__Region segmentation data__.
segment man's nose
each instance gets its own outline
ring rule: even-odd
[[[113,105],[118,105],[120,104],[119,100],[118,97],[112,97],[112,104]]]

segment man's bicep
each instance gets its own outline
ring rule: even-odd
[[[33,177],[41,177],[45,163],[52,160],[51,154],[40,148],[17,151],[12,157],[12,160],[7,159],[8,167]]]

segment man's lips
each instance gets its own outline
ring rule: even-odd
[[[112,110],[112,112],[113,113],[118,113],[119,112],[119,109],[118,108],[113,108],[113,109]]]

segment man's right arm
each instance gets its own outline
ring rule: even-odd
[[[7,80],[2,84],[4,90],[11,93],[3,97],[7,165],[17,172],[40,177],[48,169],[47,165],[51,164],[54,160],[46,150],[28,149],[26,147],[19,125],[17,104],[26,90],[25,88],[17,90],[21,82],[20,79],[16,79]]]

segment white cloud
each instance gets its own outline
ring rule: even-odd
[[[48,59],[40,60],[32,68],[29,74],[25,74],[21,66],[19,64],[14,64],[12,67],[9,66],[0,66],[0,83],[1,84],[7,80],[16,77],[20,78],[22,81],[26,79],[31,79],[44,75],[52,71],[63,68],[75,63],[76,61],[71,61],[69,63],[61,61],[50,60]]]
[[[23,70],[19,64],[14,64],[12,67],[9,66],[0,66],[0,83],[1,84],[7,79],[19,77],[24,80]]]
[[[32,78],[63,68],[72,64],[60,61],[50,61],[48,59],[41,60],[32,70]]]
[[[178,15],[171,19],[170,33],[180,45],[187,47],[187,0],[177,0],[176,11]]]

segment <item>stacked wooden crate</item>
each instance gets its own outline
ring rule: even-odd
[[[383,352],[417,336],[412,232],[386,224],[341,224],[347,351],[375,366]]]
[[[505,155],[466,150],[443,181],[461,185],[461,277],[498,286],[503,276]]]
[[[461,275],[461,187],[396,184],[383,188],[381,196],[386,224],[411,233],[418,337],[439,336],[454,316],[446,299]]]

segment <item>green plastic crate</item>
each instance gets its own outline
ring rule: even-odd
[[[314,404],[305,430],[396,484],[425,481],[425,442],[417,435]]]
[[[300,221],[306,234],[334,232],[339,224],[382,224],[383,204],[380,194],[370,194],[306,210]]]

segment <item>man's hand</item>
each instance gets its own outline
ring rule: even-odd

__Job__. Can you switch "even-odd" to "nonzero" in every entry above and give the entries again with nothing else changed?

__The output__.
segment man's nose
each instance gets its own outline
ring rule: nonzero
[[[113,105],[118,105],[120,104],[119,100],[118,97],[112,97],[112,104]]]

segment man's bicep
each instance gets its own outline
ring rule: nonzero
[[[33,177],[41,177],[45,163],[52,160],[51,154],[40,148],[17,151],[12,157],[12,160],[7,159],[8,167]]]

segment man's lips
each instance gets its own outline
ring rule: nonzero
[[[112,110],[112,112],[113,113],[118,113],[119,112],[119,109],[118,108],[113,108],[113,109]]]

segment man's right arm
each instance gets its own outline
ring rule: nonzero
[[[7,80],[2,84],[4,90],[11,93],[3,97],[7,165],[17,172],[40,177],[48,169],[47,165],[51,164],[54,160],[46,150],[28,149],[26,147],[19,125],[17,104],[26,90],[25,88],[17,90],[21,82],[20,79],[16,79]]]

segment white cloud
each instance gets its own outline
ring rule: nonzero
[[[48,59],[40,60],[32,68],[29,74],[25,74],[21,66],[19,64],[14,64],[12,67],[9,66],[0,66],[0,83],[1,84],[7,80],[16,77],[20,78],[22,81],[26,79],[31,79],[44,75],[52,71],[63,68],[75,63],[76,61],[71,61],[69,63],[61,61],[50,60]]]
[[[23,70],[19,64],[14,64],[12,67],[9,66],[0,66],[0,83],[1,84],[7,79],[19,77],[24,80]]]
[[[32,78],[63,68],[72,64],[60,61],[50,61],[48,59],[41,60],[32,70]]]
[[[178,15],[171,19],[170,33],[180,45],[187,47],[187,0],[177,0],[176,11]]]

segment <item>stacked wooden crate</item>
each instance gets its own outline
ring rule: nonzero
[[[383,352],[417,336],[412,232],[386,224],[341,224],[347,351],[375,366]]]
[[[505,155],[466,150],[443,181],[461,185],[461,277],[498,286],[503,276]]]
[[[461,275],[461,187],[396,184],[383,188],[381,196],[386,224],[411,233],[418,337],[439,336],[454,316],[446,299]]]

segment <item>green plastic crate</item>
each instance gets its own outline
ring rule: nonzero
[[[314,404],[305,430],[396,484],[425,481],[425,442],[417,435]]]
[[[300,221],[306,234],[334,232],[339,224],[382,224],[383,204],[380,194],[370,194],[306,210]]]

segment <item>man's hand</item>
each instance gets its own outline
ring rule: nonzero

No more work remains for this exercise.